● Written instruction:
Please edit the records below by changing "shuttle nose" to "orbiter nose" and leaving everything else as it is. Leave out the pictures when you give the records back.
▬▬▬
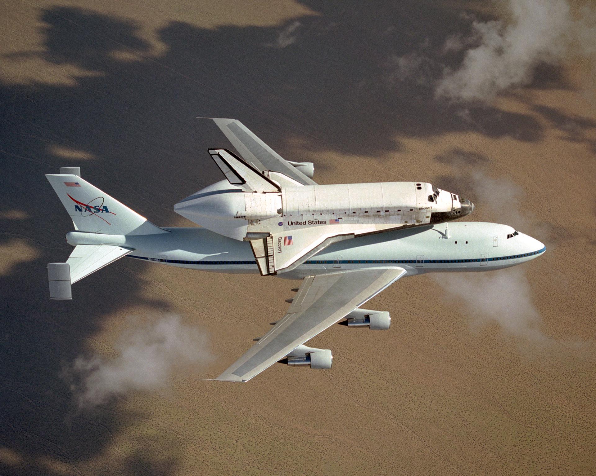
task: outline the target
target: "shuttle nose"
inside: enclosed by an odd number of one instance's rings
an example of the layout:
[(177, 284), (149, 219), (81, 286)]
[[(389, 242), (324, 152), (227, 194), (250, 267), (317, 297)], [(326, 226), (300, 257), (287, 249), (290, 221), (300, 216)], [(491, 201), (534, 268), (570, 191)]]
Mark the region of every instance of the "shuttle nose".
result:
[(474, 211), (474, 203), (469, 200), (460, 197), (460, 203), (461, 203), (461, 214), (469, 215)]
▬▬▬
● The answer:
task: outline the target
target: "orbiter nose"
inside: enclosed by an odd number of one instance's rings
an example of the layout:
[(177, 284), (149, 219), (81, 286)]
[[(389, 242), (324, 152), (227, 194), (250, 267), (317, 297)], [(326, 226), (300, 257), (287, 249), (290, 221), (300, 216)], [(491, 201), (534, 268), (570, 191)]]
Mark the region of every instance of the "orbiter nose".
result:
[(474, 211), (474, 203), (469, 200), (460, 197), (460, 203), (461, 203), (461, 214), (469, 215)]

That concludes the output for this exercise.